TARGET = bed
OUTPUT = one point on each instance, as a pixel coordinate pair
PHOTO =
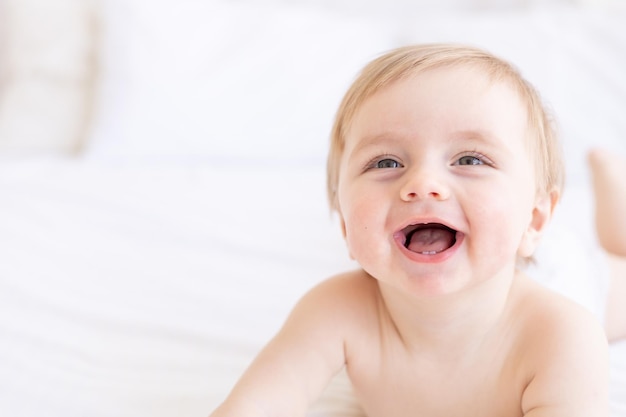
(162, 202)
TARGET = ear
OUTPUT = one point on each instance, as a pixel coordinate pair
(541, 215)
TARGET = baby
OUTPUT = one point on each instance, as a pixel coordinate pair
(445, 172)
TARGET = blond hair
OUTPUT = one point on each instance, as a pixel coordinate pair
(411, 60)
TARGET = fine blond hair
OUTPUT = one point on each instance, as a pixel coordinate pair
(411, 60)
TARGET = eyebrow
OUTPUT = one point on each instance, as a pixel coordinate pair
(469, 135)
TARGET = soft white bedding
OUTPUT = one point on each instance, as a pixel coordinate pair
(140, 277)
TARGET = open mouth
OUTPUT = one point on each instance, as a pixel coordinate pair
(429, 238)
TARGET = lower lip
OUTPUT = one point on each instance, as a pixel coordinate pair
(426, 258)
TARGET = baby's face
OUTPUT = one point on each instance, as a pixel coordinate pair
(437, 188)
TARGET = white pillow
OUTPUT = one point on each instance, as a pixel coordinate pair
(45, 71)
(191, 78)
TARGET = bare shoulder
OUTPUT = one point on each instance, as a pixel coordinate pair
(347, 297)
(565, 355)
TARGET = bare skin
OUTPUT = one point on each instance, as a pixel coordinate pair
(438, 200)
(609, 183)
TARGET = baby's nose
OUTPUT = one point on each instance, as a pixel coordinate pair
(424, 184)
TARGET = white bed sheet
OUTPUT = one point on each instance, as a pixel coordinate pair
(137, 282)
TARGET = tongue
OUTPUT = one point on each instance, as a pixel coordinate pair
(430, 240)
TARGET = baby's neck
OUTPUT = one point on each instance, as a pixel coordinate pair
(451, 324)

■ ■ ■ ■ ■ ■ ■

» **TASK DIRECTIONS**
The entries above hold a line with "TARGET = fine blond hair" and a later line with "TARGET = white pillow". Write out exactly those lines and all lines between, nothing more.

» **ANSWER TO THIS TASK**
TARGET = fine blond hair
OUTPUT = one point on each instance, as a pixel coordinate pair
(411, 60)
TARGET = eyebrow
OUTPUT = one point on each instance, as a pixel coordinate pair
(469, 135)
TARGET = soft white bedding
OUTPUT = one point on each instance, as a pixel coordinate pair
(140, 277)
TARGET = open mouth
OUTPUT = one point on each instance, as a pixel coordinate pair
(429, 238)
TARGET = lower lip
OUTPUT = one point on each instance, as a pixel coordinate pair
(426, 258)
TARGET = baby's face
OUTPUT = one point on each instance, as a pixel coordinate pair
(437, 188)
TARGET = white pillow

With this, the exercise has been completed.